We next verify that $C_1\otimes C_2$ has distance $d_1 d_2$. First consider a codeword $c_1$ of $C_1$ that has only $d_1$ non-zero elements, and a codeword $c_2$ of $C_2$ that has only $d_2$ non-zero elements. Then, consider the matrix $A$ where the entry of $A$ in the intersection of the $i^{th}$ row and the $j^{th}$ column, i.e., $a_{i,j}$, is equal to the product of the $i^{th}$ element of $c_1$ and the $j^{th}$ element of $c_2$. Note that $A \in C_1\otimes C_2$ because each column of $A$ is a multiple of $c_1$ and is thus a codeword of $C_1$, and each row of $A$ is a multiple of $c_2$ and is thus a codeword of $C_2$. Now the number of nonzero elements of $A$ is exactly $d_1 d_2$. This shows that the distance of $C_1\otimes C_2$ is at most $d_1 d_2$. To see that this distance is also at least $d_1d_2$, consider an arbitrary non-zero matrix $B$ in $C_1 \otimes C_2$ and pick a nonzero entry of $B$; let it be $b_{i,j}$. Since the $i^{th}$ row of $B$ is a non-zero codeword of $C_2$, this row has at least $d_2$ nonzero elements. Consider the $d_2$ columns of $B$ that intersect the $i^{th}$ row of $B$ in these nonzero elements (at least $d_2$ columns). Each of these columns is z nonzero codeword of $C_1$ and thus, has at least $d_1$ nonzero elements. Therefore, matrix $B$ in total has at least $d_1d_2$ nonzero entries. Hence, we conclude that the distance of code $C_1 \otimes C_2$ is $d_1d_2$.

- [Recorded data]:
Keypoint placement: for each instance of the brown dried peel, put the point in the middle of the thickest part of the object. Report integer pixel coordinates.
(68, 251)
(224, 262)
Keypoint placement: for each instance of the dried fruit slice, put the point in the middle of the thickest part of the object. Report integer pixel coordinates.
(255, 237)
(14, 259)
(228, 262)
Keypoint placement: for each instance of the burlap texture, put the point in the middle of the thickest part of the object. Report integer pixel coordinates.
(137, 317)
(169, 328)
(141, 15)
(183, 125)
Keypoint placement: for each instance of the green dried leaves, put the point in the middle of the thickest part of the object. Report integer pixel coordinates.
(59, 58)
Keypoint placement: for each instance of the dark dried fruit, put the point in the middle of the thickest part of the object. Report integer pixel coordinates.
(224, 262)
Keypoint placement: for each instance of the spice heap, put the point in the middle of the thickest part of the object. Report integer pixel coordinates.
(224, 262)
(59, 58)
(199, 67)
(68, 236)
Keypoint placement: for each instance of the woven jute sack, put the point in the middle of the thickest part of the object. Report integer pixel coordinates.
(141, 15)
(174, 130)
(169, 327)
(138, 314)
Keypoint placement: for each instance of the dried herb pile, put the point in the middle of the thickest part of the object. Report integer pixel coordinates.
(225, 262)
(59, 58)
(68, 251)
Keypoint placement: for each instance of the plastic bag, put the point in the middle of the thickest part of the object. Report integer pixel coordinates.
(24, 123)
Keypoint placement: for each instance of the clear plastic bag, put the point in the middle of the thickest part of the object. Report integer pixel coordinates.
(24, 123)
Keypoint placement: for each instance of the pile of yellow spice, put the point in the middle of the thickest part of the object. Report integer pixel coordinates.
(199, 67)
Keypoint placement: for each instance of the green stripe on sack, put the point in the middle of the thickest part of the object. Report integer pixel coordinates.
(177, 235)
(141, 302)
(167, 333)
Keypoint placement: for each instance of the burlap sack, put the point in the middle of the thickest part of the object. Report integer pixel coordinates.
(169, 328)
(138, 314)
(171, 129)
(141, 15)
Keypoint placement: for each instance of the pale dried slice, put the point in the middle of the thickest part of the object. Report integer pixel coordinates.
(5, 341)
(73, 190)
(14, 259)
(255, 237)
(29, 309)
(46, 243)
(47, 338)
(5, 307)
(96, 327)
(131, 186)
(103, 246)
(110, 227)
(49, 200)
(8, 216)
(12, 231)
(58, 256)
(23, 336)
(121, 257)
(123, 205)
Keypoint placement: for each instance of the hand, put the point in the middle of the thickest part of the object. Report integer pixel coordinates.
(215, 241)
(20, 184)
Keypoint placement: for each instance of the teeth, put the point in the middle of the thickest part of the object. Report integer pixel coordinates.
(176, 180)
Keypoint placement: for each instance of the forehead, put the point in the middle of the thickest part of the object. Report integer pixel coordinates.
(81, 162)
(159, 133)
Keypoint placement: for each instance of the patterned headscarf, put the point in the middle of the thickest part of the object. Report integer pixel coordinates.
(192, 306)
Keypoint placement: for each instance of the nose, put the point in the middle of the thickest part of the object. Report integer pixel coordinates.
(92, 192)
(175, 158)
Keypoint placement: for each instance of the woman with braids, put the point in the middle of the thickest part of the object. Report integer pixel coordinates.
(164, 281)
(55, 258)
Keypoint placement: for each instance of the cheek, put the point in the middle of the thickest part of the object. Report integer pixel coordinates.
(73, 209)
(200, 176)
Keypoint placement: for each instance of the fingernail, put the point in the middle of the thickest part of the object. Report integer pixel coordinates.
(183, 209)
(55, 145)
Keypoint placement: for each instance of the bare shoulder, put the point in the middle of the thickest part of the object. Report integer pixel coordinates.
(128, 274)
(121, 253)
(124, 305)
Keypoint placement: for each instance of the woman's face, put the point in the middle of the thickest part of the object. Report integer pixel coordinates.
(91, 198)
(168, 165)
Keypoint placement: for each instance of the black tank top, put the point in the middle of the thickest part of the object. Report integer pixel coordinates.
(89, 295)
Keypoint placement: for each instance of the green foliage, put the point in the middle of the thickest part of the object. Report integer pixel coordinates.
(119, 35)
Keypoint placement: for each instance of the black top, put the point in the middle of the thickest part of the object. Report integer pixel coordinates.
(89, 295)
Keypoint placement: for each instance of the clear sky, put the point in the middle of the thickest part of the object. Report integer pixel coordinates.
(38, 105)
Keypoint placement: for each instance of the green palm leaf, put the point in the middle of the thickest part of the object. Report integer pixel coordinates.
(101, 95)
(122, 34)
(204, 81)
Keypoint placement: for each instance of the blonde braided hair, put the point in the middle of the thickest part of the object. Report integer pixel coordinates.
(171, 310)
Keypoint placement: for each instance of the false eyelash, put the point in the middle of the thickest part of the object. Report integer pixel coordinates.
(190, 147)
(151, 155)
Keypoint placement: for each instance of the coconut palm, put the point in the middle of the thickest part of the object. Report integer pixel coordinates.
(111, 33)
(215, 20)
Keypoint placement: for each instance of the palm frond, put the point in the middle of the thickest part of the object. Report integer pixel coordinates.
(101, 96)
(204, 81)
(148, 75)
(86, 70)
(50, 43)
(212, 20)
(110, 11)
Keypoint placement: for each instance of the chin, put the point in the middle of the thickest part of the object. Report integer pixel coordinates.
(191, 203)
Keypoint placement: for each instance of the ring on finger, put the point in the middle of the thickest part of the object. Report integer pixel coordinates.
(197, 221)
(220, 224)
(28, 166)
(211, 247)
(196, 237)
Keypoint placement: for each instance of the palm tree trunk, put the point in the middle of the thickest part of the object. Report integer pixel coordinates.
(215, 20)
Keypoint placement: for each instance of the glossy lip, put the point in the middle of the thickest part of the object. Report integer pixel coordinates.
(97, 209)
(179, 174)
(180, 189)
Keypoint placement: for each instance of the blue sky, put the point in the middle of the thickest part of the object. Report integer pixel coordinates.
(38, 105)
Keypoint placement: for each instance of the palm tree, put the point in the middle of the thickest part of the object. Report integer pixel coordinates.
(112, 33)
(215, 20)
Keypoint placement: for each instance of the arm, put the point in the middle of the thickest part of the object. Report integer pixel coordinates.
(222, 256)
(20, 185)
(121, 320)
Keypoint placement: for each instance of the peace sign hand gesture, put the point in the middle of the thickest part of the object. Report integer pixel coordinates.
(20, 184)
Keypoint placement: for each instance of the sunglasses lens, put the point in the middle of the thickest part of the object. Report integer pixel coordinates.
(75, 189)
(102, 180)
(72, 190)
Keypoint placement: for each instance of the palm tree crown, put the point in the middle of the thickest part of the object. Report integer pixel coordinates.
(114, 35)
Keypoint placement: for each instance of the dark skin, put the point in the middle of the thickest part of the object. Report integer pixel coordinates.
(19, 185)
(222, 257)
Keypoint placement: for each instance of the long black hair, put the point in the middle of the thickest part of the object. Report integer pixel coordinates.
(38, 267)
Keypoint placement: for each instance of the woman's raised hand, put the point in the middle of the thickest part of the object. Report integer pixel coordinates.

- [To do]:
1 – Answer these questions about the tensor-code proof:
(a) What is the entry $a_{i,j}$ of matrix $A$ equal to?
(b) Why is each row of $A$ a codeword of $C_2$?
(c) At least how many nonzero elements does the $i^{th}$ row of $B$ have, and why?
2 – Continue the proof about the distance of the tensor product code, picking up after its last sentence.

- [Final results]:
1 –
(a) It is the product of the $i^{th}$ element of $c_1$ and the $j^{th}$ element of $c_2$.
(b) Each row of $A$ is a multiple of $c_2$.
(c) It has at least $d_2$ nonzero elements, because it is a non-zero codeword of $C_2$.

2 –
Finally, we verify that $C_1 \otimes C_2$ has dimension $k_1 k_2$. Before going there, note that just using the method described at the start of the previous paragraph, we can find $|\Sigma|^{k_1} \cdot |\Sigma|^{k_2} = |\Sigma|^{k_1+k_2}$ matrices in $C_1\otimes C_2$, which already shows that the dimension of $C_1 \otimes C_2$ is at least $k_1 + k_2$. To prove that the dimension is $k_1 k_2$, we show a method to produce $|\Sigma|^{k_1 k_2}$ matrices in $C_1 \otimes C_2$. Note that we can describe code $C_1$ by an $n_1 \times k_1$ matrix $G_1$ such that for each $k_1 \times 1$ vector $x$ with entries from $\Sigma$, $G_1 x$ is a codeword of $C_1$. Similarly, we can describe code $C_2$ by an $n_2 \times k_2$ matrix $G_2$ such that for each $k_2 \times 1$ vector $y$ with entries from $\Sigma$, $y^{T} G_2^{T}$ is a codeword of $C_2$. Now, for each $k_1 \times k_2$ matrix $A$ with entries from $\Sigma$, $G_1 A G_2^{T}$ is a codeword of $C_1 \otimes C_2$.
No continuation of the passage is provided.